[Start of section]

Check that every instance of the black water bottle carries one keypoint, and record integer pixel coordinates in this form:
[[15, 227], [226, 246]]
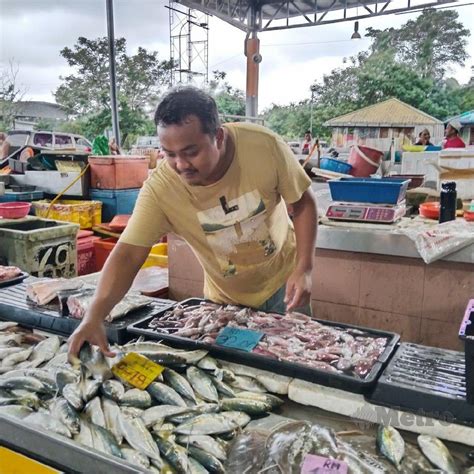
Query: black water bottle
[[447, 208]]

[End of section]
[Start of section]

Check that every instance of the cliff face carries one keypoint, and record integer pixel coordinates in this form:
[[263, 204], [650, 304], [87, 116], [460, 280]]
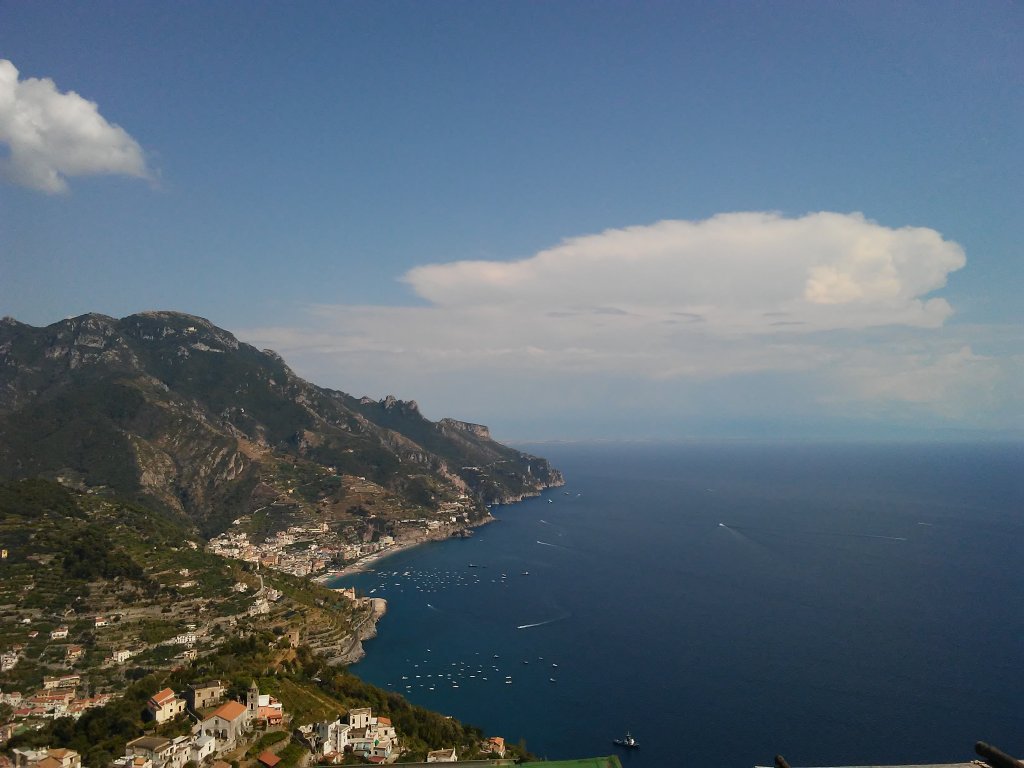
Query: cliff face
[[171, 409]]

[End of section]
[Start of section]

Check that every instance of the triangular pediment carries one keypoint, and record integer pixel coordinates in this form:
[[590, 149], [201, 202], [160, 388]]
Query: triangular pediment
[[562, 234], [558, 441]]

[End of section]

* Your assignment *
Check the listing above for lines containing the string "that", and copy each one.

* Task response *
Check that every instance of the black water bottle carries one keypoint, and record integer pixel coordinates in this form:
Check that every instance of the cliff face carries one keypoint, and record integer pixel coordinates in this form:
Check that every instance of the triangular pediment carries one keypoint, and record integer pixel coordinates in this form:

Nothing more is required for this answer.